* [WORK INSTRUCTION] In the passage on racial injustice and the Church, where did the writer first witness the white savior complex?

* [PROVIDED PASSAGE]
┄┄┄┄┄┄┄┄┄┄┄┄┄┄┄┄┄┄┄┄
Alexander claims, “Racial violence has been rationalized,
legitimized, and channeled through our criminal justice system; it is expressed
as police brutality, solitary confinement, and the discriminatory and arbitrary
imposition of the death penalty” (Alexander, 202). Rather than white Christians
rallying for the sake of the marginalized and oppressed, half of us believe
that race relations in our nation would improve if we were to stop talking
about it (Albrecht, 350).
“I have reached the regrettable conclusion that the Negro’s great stumbling block in the stride toward freedom is not the White Citizens Councillor or the Ku Klux Klanner but the white moderate who is more devoted to order than to justice; who prefers a negative peace which is the absence of tension to a positive peace which is the presence of justice… Shallow understanding from people of good will is more frustrating than absolute misunderstanding from people of ill will. Lukewarm acceptance is much more bewildering than outright rejection… We will have to repent in this generation not merely for the hateful words and actions of the bad people but for the appalling silence of the good people.”
Dr. Martin Luther King, Jr. in Letter from Birmingham Jail
There are times when white Christians fail to minister, and there are times when we fail in ministry. One of the most intense concepts I have had to unpack within myself is the white savior complex. In my opinion, this is one of the most damaging forms of white supremacy within the Church. I witnessed it first-hand on my first-ever missions trip to Guatemala, both within myself and others, though it took me years to find the right words for it. It is rampant within many participants within both YWAM and The World Race. One of my dearest friends is a World Racer, and as I’ve supported him we’ve had serious conversations about the white savior complex within American missionaries.
┄┄┄┄┄┄┄┄┄┄┄┄┄┄┄┄┄┄┄┄
* [GIVEN DATA]
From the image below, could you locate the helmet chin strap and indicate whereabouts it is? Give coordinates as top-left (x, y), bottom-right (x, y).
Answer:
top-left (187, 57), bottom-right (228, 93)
┄┄┄┄┄┄┄┄┄┄┄┄┄┄┄┄┄┄┄┄
* [ANSWER TO THE EXERCISE] The writer first witnessed it on their first-ever missions trip to Guatemala.